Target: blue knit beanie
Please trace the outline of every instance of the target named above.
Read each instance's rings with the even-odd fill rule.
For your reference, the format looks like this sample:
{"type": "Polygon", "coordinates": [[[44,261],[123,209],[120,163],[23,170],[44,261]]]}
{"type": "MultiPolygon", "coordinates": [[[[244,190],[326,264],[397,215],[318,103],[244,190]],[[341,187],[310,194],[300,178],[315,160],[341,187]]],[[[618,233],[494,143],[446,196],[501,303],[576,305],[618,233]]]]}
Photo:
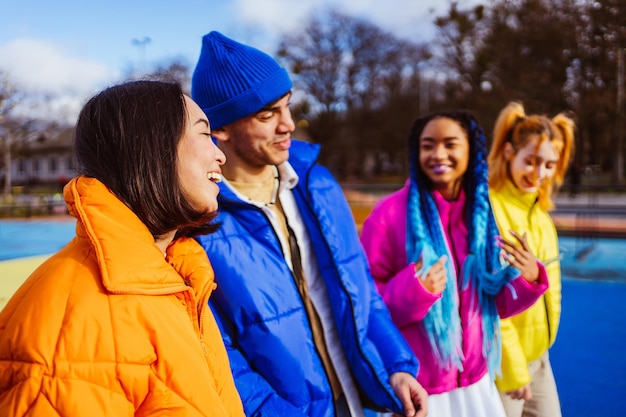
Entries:
{"type": "Polygon", "coordinates": [[[215,31],[202,38],[191,98],[209,118],[211,128],[258,112],[291,87],[287,71],[265,52],[215,31]]]}

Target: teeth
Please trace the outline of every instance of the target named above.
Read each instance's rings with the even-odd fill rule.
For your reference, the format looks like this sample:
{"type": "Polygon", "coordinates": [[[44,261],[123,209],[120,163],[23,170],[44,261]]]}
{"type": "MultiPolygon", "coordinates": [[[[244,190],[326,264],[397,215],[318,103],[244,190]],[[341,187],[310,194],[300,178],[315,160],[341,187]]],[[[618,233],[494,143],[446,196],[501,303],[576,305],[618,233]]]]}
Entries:
{"type": "Polygon", "coordinates": [[[220,182],[222,181],[222,176],[217,172],[207,172],[206,177],[209,181],[220,182]]]}

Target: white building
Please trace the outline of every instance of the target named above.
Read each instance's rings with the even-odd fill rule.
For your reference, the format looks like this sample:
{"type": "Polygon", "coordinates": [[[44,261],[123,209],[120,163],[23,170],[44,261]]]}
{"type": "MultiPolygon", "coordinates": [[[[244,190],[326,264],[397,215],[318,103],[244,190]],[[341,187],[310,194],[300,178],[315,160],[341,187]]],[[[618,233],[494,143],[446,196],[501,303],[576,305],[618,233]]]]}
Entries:
{"type": "Polygon", "coordinates": [[[11,184],[65,185],[76,176],[72,150],[73,128],[41,133],[13,150],[11,184]]]}

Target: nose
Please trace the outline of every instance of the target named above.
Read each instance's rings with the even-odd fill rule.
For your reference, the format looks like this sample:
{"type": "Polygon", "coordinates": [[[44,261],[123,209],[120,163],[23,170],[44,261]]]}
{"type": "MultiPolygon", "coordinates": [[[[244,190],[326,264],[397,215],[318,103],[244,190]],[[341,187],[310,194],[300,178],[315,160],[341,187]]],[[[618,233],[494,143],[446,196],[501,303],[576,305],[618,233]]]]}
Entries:
{"type": "Polygon", "coordinates": [[[436,159],[445,159],[447,156],[446,147],[442,144],[435,146],[434,156],[436,159]]]}
{"type": "Polygon", "coordinates": [[[291,133],[296,129],[296,123],[291,117],[291,110],[289,110],[289,108],[286,108],[283,112],[281,112],[278,129],[281,133],[291,133]]]}
{"type": "Polygon", "coordinates": [[[537,180],[541,181],[547,175],[547,168],[543,164],[539,164],[535,169],[535,175],[537,175],[537,180]]]}
{"type": "Polygon", "coordinates": [[[222,152],[222,150],[215,143],[213,146],[215,146],[215,160],[218,164],[224,165],[224,163],[226,163],[226,155],[224,155],[224,152],[222,152]]]}

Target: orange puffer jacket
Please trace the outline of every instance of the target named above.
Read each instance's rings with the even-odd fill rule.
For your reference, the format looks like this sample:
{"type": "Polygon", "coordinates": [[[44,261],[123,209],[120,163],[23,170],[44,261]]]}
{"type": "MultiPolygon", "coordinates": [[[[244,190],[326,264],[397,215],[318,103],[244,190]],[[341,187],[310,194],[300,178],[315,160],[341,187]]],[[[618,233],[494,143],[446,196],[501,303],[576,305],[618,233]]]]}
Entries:
{"type": "Polygon", "coordinates": [[[98,180],[64,194],[76,237],[0,313],[0,416],[243,416],[204,250],[164,258],[98,180]]]}

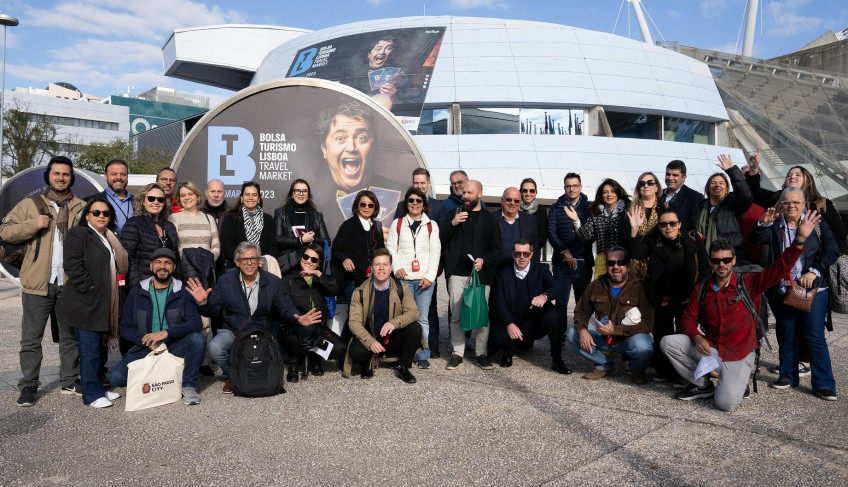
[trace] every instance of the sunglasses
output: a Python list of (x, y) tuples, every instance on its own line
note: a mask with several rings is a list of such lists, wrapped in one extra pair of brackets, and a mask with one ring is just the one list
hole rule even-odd
[(522, 258), (522, 259), (527, 259), (527, 258), (529, 258), (529, 257), (530, 257), (530, 255), (531, 255), (532, 253), (533, 253), (533, 252), (526, 252), (526, 251), (516, 250), (516, 251), (514, 251), (514, 252), (512, 253), (512, 256), (513, 256), (513, 257), (515, 257), (516, 259), (517, 259), (517, 258), (519, 258), (519, 257), (520, 257), (520, 258)]
[(245, 264), (255, 264), (259, 262), (259, 257), (240, 257), (237, 260)]
[(680, 225), (680, 222), (676, 221), (676, 220), (671, 221), (671, 222), (659, 222), (659, 223), (657, 223), (657, 225), (659, 225), (660, 228), (668, 228), (668, 227), (674, 228), (677, 225)]
[(294, 194), (309, 194), (308, 189), (293, 189), (292, 193)]
[(566, 184), (565, 189), (580, 189), (581, 184)]
[(374, 208), (374, 203), (366, 203), (366, 202), (363, 201), (362, 203), (359, 203), (359, 207), (360, 208)]
[(409, 198), (408, 200), (406, 200), (406, 202), (410, 205), (420, 205), (424, 202), (424, 200), (422, 200), (421, 198)]
[(725, 258), (723, 258), (723, 259), (718, 259), (718, 258), (715, 258), (715, 257), (710, 257), (710, 263), (711, 263), (712, 265), (730, 264), (731, 262), (733, 262), (733, 259), (734, 259), (733, 257), (725, 257)]
[(148, 203), (156, 203), (156, 202), (164, 203), (165, 197), (164, 196), (148, 196), (147, 202)]
[(615, 267), (615, 266), (624, 267), (624, 266), (627, 265), (627, 262), (628, 262), (627, 259), (608, 260), (607, 261), (607, 267)]
[(644, 188), (645, 186), (656, 186), (656, 185), (657, 185), (656, 179), (649, 179), (647, 181), (639, 181), (638, 183), (636, 183), (636, 186), (638, 186), (640, 188)]
[(112, 216), (112, 212), (109, 210), (91, 210), (89, 211), (89, 213), (91, 213), (91, 216), (95, 218), (99, 217), (100, 215), (103, 215), (105, 218), (109, 218), (110, 216)]
[(521, 192), (522, 193), (536, 194), (536, 190), (533, 189), (533, 188), (521, 188)]
[(504, 198), (503, 200), (506, 203), (521, 203), (521, 200), (518, 198)]
[(307, 254), (303, 254), (303, 257), (301, 257), (301, 259), (304, 260), (304, 261), (312, 262), (313, 264), (317, 264), (317, 263), (321, 262), (321, 259), (319, 259), (318, 257), (313, 257), (313, 256), (307, 255)]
==================================================
**INSTRUCTIONS FOR THE TASK**
If a record holds a picture, leave the picture out, but copy everything else exactly.

**SOLUTION TO THIS PROBLEM**
Target: blue knit beanie
Please trace the outline of every instance of the target named above.
Read each instance's rings with the even-odd fill rule.
For your reference, the format looks like this sample:
{"type": "Polygon", "coordinates": [[[44,261],[123,209],[120,163],[23,170],[44,261]]]}
{"type": "MultiPolygon", "coordinates": [[[[244,190],[326,264],[397,215],[318,103],[244,190]],[[341,187],[310,194],[300,178],[315,160],[341,187]]],[[[618,233],[494,143],[446,196],[501,303],[576,305],[618,233]]]]}
Photo:
Entries:
{"type": "Polygon", "coordinates": [[[215,31],[202,38],[191,98],[209,118],[211,128],[258,112],[291,87],[287,71],[265,52],[215,31]]]}

Target: teeth
Please trace the outline of every instance of the target named above.
Read each instance's rings with the even-odd fill rule.
For your reference, the format looks like this sample:
{"type": "Polygon", "coordinates": [[[44,261],[123,209],[120,163],[23,170],[44,261]]]}
{"type": "MultiPolygon", "coordinates": [[[[244,190],[326,264],[397,215],[318,103],[244,190]],[[341,187],[310,194],[300,178],[315,160],[341,187]]],[[[618,233],[494,143],[446,196],[501,303],[576,305],[618,233]]]]}
Entries:
{"type": "Polygon", "coordinates": [[[220,182],[222,181],[222,176],[217,172],[207,172],[206,177],[209,181],[220,182]]]}

Target: white building
Please trace the outline of every instance of the target named above.
Read each instance's rings with the even-odd fill rule.
For your reference, the format looks like this sample:
{"type": "Polygon", "coordinates": [[[44,261],[123,209],[120,163],[23,170],[44,261]]]}
{"type": "MultiPolygon", "coordinates": [[[[244,190],[326,264],[397,215],[318,103],[244,190]],[[341,187],[310,194],[300,178],[315,160],[341,187]]],[[[618,233],[494,143],[446,196],[501,303],[576,305],[618,233]]]]}
Entries:
{"type": "Polygon", "coordinates": [[[11,184],[65,185],[76,176],[72,150],[73,128],[41,133],[13,150],[11,184]]]}

Target: nose
Please trace the outline of every instance of the target named above.
Read each instance's rings with the even-odd fill rule.
For your reference, the format looks like this sample:
{"type": "Polygon", "coordinates": [[[44,261],[123,209],[120,163],[23,170],[44,261]]]}
{"type": "MultiPolygon", "coordinates": [[[[244,190],[326,264],[397,215],[318,103],[244,190]],[[341,187],[310,194],[300,178],[315,160],[341,187]]],[[[618,233],[494,143],[446,196],[501,303],[576,305],[618,233]]]]}
Entries:
{"type": "Polygon", "coordinates": [[[436,159],[445,159],[447,156],[446,147],[442,144],[435,146],[434,156],[436,159]]]}
{"type": "Polygon", "coordinates": [[[291,133],[296,129],[296,123],[291,117],[291,110],[289,110],[289,108],[286,108],[283,112],[281,112],[278,129],[281,133],[291,133]]]}
{"type": "Polygon", "coordinates": [[[537,180],[541,181],[547,175],[547,168],[543,164],[539,164],[535,169],[535,175],[537,175],[537,180]]]}
{"type": "Polygon", "coordinates": [[[222,152],[222,150],[215,143],[213,146],[215,146],[215,160],[218,164],[224,165],[224,163],[226,163],[226,155],[224,155],[224,152],[222,152]]]}

Target: orange puffer jacket
Please trace the outline of every instance of the target named above.
Read each instance's rings with the even-odd fill rule.
For your reference, the format looks like this sample:
{"type": "Polygon", "coordinates": [[[44,261],[123,209],[120,163],[23,170],[44,261]]]}
{"type": "MultiPolygon", "coordinates": [[[[244,190],[326,264],[397,215],[318,103],[244,190]],[[341,187],[310,194],[300,178],[315,160],[341,187]]],[[[618,233],[494,143],[446,196],[501,303],[576,305],[618,233]]]]}
Entries:
{"type": "Polygon", "coordinates": [[[98,180],[64,194],[76,237],[0,313],[0,416],[243,416],[204,250],[164,258],[98,180]]]}

[trace] every instance of the sunglasses
output: a Python list of (x, y) tuples, every instance on its own line
note: a mask with several rings is a list of such lists, wrapped in one extra pair of brackets, and a mask with one ring is just the one list
hole rule even-odd
[(522, 258), (522, 259), (527, 259), (527, 258), (529, 258), (529, 257), (530, 257), (530, 255), (531, 255), (532, 253), (533, 253), (533, 252), (526, 252), (526, 251), (516, 250), (516, 251), (514, 251), (514, 252), (512, 253), (512, 256), (513, 256), (513, 257), (515, 257), (516, 259), (517, 259), (517, 258), (519, 258), (519, 257), (520, 257), (520, 258)]
[(245, 264), (255, 264), (259, 262), (259, 257), (240, 257), (237, 260)]
[(680, 225), (680, 222), (676, 221), (676, 220), (671, 221), (671, 222), (659, 222), (659, 223), (657, 223), (657, 225), (659, 225), (660, 228), (668, 228), (668, 227), (674, 228), (677, 225)]
[(294, 194), (309, 194), (308, 189), (293, 189), (292, 193)]
[(566, 184), (565, 189), (580, 189), (581, 184)]
[(374, 208), (374, 203), (366, 203), (366, 202), (363, 201), (362, 203), (359, 203), (359, 207), (360, 208)]
[(409, 198), (408, 200), (406, 200), (406, 202), (410, 205), (420, 205), (424, 202), (424, 200), (422, 200), (421, 198)]
[(725, 258), (723, 258), (723, 259), (718, 259), (718, 258), (715, 258), (715, 257), (710, 257), (710, 263), (711, 263), (712, 265), (730, 264), (731, 262), (733, 262), (733, 259), (734, 259), (733, 257), (725, 257)]
[(148, 203), (156, 203), (156, 202), (164, 203), (165, 197), (164, 196), (148, 196), (147, 202)]
[(615, 267), (615, 266), (624, 267), (624, 266), (627, 265), (627, 262), (628, 262), (627, 259), (608, 260), (607, 261), (607, 267)]
[(644, 188), (645, 186), (656, 186), (656, 185), (657, 185), (656, 179), (649, 179), (647, 181), (639, 181), (638, 183), (636, 183), (636, 186), (638, 186), (640, 188)]
[(112, 216), (112, 212), (109, 210), (91, 210), (89, 211), (89, 213), (91, 213), (91, 216), (95, 218), (99, 217), (100, 215), (103, 215), (105, 218), (109, 218), (110, 216)]
[(521, 192), (522, 193), (536, 194), (536, 190), (533, 189), (533, 188), (521, 188)]
[(504, 198), (503, 200), (506, 203), (521, 203), (521, 200), (518, 198)]
[(307, 254), (303, 254), (303, 257), (301, 257), (301, 259), (304, 260), (304, 261), (312, 262), (313, 264), (317, 264), (317, 263), (321, 262), (321, 259), (319, 259), (318, 257), (313, 257), (313, 256), (307, 255)]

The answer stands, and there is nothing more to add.